THE EXERCISE » Report how many lines in the entries below contain the string "player", treating uppercase and lowercase as different. Give only the number.

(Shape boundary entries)
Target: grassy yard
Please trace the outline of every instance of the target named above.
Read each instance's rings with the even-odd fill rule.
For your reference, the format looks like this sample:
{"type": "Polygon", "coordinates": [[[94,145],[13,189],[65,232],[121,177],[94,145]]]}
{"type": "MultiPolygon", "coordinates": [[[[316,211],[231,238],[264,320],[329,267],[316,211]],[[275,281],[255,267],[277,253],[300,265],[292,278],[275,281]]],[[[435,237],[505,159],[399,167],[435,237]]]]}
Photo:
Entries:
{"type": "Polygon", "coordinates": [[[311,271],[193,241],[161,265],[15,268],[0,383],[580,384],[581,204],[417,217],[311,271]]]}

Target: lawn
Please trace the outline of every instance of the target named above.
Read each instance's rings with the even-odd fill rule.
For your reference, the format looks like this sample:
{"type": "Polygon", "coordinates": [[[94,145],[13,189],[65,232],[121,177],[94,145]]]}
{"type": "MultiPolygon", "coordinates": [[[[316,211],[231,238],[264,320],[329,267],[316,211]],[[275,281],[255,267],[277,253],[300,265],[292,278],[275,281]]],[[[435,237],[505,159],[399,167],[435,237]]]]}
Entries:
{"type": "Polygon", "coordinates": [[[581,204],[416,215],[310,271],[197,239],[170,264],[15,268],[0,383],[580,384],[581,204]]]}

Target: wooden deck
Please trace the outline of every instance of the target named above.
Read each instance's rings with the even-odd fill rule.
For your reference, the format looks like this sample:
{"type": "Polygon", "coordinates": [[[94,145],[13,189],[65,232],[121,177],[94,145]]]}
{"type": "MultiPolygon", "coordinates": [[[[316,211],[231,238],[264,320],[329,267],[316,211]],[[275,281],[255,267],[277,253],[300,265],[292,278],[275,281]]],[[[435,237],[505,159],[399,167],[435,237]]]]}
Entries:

---

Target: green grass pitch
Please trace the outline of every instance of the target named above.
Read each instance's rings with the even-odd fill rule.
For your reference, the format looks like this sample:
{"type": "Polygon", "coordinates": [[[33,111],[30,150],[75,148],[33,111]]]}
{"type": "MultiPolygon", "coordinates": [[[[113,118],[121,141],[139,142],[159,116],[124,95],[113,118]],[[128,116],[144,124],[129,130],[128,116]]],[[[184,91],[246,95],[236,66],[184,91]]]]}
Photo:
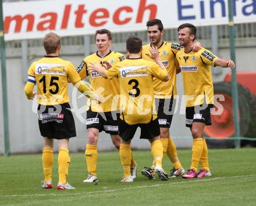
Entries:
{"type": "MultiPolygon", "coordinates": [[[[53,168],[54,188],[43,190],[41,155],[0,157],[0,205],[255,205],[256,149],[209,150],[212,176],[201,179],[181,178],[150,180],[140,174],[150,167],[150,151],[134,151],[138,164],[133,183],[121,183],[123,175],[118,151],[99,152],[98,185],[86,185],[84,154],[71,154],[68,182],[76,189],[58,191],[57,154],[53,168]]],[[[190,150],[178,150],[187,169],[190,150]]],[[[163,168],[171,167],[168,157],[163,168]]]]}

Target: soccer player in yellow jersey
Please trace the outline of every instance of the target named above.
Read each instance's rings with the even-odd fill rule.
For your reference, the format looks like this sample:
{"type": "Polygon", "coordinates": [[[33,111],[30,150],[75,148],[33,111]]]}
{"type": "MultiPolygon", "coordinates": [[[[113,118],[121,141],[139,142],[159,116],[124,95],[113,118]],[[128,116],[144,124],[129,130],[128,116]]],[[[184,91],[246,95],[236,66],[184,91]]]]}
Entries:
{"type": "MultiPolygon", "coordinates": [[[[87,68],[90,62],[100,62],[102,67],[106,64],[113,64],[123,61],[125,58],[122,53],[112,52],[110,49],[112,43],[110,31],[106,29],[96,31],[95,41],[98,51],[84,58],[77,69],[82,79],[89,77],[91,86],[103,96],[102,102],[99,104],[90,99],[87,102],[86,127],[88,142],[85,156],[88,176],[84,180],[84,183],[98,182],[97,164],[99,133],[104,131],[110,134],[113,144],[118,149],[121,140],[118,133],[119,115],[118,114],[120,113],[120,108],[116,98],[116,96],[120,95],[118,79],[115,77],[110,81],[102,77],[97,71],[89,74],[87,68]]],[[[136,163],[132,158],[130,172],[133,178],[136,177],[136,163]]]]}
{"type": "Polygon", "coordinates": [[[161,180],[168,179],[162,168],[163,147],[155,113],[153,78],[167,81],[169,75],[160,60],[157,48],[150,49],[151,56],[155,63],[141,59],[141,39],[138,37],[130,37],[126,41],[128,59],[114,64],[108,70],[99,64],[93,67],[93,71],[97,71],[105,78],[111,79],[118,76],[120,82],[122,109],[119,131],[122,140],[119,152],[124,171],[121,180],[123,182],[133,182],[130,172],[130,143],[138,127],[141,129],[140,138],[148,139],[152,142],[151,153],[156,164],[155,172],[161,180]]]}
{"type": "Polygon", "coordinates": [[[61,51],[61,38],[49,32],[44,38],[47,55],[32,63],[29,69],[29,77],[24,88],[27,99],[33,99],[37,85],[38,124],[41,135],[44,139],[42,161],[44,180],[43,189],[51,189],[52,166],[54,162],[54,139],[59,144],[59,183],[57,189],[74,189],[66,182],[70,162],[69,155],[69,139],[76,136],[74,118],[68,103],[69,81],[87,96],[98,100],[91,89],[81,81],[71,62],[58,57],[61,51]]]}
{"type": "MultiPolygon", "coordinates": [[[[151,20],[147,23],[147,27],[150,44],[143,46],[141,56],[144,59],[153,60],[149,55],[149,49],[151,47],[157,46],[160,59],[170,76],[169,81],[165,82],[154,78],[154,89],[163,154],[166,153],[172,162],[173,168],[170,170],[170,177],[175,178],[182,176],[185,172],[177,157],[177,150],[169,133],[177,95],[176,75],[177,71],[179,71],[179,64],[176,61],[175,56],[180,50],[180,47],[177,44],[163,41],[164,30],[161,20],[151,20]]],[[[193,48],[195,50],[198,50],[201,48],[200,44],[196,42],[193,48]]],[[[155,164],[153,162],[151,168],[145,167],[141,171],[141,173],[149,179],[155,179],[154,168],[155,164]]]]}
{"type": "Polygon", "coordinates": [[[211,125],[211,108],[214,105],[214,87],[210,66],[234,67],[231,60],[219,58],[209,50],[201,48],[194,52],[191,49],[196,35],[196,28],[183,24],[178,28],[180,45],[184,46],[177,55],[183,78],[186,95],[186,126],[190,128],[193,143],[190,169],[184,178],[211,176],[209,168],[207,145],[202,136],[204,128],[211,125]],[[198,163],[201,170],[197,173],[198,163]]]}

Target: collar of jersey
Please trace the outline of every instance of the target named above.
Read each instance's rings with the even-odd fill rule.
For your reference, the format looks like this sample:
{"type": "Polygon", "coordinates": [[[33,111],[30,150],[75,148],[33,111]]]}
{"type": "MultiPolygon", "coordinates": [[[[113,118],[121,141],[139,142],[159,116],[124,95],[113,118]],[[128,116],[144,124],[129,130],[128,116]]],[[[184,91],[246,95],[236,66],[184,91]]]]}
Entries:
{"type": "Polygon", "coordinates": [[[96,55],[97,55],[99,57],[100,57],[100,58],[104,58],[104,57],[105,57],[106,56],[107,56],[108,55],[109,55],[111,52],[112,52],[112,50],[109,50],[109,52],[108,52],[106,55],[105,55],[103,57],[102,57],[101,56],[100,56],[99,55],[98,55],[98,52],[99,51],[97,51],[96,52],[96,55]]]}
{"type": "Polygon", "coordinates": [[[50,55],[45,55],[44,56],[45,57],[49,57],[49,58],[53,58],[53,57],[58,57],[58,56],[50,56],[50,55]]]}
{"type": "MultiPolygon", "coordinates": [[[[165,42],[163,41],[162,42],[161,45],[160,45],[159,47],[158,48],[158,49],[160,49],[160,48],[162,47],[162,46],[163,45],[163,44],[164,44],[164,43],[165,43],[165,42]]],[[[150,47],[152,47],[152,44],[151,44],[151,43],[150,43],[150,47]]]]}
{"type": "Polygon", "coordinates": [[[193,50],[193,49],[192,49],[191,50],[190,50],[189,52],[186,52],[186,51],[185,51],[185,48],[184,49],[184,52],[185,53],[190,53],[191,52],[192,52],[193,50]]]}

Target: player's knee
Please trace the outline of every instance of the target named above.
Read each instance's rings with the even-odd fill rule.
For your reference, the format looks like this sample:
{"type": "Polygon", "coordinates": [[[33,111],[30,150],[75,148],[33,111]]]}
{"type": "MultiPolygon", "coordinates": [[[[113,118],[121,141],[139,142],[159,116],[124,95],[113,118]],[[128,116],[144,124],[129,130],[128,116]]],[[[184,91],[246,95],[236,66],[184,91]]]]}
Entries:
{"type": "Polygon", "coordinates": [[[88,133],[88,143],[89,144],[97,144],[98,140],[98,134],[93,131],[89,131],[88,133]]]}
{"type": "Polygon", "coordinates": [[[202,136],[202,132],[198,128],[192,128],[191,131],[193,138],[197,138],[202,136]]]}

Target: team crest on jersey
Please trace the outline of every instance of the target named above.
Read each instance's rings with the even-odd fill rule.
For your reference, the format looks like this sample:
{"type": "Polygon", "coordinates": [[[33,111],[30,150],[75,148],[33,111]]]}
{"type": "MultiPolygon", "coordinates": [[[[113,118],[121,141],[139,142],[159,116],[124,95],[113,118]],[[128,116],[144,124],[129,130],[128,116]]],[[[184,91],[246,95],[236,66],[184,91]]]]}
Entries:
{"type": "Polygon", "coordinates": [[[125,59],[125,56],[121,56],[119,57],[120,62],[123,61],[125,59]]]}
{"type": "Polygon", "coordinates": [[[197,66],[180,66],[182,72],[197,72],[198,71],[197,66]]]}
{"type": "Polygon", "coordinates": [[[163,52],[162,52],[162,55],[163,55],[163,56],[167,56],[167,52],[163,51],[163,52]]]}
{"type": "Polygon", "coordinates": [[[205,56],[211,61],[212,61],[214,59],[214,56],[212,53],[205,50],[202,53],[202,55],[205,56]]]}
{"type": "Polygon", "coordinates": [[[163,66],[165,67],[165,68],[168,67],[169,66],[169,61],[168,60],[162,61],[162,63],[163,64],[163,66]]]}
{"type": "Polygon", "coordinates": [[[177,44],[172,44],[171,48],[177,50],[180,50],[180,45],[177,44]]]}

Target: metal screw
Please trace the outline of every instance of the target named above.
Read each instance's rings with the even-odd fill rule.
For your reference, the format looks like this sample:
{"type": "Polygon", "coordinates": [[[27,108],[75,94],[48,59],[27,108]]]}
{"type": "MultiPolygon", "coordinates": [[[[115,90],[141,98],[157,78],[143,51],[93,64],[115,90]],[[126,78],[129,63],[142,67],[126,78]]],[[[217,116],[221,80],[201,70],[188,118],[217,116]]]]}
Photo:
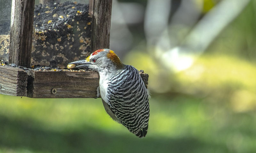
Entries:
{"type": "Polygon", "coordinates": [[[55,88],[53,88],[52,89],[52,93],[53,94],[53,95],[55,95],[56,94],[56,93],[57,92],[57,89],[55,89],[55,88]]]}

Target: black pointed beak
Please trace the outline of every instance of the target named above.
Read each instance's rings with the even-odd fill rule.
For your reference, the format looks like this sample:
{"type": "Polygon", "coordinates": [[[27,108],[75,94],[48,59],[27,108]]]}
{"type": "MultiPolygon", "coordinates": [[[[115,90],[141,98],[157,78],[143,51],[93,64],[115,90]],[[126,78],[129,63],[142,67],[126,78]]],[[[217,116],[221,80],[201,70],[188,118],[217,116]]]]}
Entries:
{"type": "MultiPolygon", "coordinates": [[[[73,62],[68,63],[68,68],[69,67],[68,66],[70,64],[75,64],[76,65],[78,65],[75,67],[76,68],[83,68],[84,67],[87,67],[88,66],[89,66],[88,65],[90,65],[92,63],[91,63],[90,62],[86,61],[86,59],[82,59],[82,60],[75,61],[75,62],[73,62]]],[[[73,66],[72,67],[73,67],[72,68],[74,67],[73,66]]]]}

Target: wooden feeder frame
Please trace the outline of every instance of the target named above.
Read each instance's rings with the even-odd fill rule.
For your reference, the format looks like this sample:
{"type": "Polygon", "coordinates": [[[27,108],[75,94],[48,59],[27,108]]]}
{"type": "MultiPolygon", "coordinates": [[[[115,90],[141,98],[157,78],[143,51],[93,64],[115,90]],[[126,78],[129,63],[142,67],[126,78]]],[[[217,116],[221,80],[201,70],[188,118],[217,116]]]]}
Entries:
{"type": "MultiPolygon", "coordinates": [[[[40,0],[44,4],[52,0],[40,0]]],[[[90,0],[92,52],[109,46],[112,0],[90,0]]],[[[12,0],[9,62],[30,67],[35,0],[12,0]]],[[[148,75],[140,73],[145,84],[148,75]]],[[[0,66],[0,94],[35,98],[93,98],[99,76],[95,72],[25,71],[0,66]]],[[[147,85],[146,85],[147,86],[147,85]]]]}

--

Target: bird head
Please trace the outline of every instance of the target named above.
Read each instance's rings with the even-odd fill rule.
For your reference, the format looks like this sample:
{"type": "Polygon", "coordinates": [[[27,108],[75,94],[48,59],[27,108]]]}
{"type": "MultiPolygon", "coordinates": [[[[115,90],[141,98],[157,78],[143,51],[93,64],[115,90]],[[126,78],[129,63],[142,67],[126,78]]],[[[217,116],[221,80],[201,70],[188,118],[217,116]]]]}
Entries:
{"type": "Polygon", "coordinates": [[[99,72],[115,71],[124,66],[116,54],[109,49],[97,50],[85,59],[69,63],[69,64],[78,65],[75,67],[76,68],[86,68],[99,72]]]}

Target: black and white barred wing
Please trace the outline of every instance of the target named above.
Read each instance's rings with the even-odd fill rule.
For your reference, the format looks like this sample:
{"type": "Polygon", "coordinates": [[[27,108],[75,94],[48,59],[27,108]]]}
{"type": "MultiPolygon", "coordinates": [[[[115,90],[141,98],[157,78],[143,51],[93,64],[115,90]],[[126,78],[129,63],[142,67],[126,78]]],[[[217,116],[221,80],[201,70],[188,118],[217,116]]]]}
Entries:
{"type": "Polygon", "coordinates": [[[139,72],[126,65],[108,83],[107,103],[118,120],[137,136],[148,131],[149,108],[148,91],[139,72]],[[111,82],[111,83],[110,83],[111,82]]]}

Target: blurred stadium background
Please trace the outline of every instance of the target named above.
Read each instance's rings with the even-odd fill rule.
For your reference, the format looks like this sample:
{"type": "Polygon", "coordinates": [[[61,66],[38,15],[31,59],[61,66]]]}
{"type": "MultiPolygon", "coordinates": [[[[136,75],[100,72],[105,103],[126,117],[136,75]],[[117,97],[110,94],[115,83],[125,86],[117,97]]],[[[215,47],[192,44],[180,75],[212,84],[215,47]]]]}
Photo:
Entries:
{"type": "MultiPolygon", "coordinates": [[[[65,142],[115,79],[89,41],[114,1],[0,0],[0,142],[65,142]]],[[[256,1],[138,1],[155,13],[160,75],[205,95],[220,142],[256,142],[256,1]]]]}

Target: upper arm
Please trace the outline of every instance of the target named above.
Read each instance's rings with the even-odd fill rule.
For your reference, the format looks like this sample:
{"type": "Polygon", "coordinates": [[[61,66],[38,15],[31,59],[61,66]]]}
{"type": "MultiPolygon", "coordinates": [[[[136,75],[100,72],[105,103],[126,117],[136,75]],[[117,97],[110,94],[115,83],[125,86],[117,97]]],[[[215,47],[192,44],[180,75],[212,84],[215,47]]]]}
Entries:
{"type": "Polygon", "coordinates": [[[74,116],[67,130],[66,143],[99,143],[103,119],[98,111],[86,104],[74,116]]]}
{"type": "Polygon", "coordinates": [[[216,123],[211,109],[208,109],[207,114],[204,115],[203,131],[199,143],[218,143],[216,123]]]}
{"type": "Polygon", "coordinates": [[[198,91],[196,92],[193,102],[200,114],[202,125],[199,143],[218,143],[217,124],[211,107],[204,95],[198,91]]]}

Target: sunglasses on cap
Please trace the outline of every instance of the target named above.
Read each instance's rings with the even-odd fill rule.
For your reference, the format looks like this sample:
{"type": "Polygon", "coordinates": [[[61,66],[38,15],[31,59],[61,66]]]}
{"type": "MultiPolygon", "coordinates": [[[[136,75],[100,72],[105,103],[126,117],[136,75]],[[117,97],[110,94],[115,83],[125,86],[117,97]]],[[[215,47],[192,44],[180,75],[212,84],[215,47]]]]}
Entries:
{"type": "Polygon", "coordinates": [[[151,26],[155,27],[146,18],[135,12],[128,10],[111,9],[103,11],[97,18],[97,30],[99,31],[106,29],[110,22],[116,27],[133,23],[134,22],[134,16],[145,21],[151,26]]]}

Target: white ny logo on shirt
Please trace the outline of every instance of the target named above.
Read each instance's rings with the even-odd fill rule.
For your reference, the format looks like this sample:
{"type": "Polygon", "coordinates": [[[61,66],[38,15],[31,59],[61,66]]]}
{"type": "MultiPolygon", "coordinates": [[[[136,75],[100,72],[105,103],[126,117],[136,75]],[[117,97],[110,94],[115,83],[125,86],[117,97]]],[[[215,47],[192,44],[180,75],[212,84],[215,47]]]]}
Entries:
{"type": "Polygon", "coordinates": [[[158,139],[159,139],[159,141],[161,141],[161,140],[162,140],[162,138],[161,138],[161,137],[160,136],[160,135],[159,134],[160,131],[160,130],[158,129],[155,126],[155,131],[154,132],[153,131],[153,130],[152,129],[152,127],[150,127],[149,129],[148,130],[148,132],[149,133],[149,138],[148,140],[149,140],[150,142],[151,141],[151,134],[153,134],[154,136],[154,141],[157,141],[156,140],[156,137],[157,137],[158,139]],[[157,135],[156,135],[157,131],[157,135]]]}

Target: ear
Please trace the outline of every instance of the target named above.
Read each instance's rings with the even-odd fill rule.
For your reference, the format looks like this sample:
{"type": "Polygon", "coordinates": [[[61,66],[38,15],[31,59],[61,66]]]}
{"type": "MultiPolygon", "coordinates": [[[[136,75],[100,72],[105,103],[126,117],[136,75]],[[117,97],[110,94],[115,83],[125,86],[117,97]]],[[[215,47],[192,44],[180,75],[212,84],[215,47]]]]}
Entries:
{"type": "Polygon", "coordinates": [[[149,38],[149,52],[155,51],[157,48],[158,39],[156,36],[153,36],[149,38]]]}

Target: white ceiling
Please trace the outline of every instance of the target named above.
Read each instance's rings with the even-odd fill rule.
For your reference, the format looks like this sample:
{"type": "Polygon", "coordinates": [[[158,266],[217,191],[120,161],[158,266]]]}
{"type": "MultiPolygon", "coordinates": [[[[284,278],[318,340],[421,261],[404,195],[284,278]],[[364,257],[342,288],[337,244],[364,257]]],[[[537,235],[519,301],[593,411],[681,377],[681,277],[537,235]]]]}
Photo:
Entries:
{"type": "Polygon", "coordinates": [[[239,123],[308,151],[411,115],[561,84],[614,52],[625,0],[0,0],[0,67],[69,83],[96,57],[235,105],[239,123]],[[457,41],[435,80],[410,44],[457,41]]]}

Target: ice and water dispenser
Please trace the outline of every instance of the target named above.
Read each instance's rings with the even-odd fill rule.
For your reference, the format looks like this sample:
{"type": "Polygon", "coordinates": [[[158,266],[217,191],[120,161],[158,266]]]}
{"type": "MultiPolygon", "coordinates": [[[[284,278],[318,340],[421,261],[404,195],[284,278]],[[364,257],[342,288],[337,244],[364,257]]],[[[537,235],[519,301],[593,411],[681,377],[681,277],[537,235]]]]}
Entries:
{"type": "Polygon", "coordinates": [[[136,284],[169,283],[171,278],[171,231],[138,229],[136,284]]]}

ANSWER BELOW » 2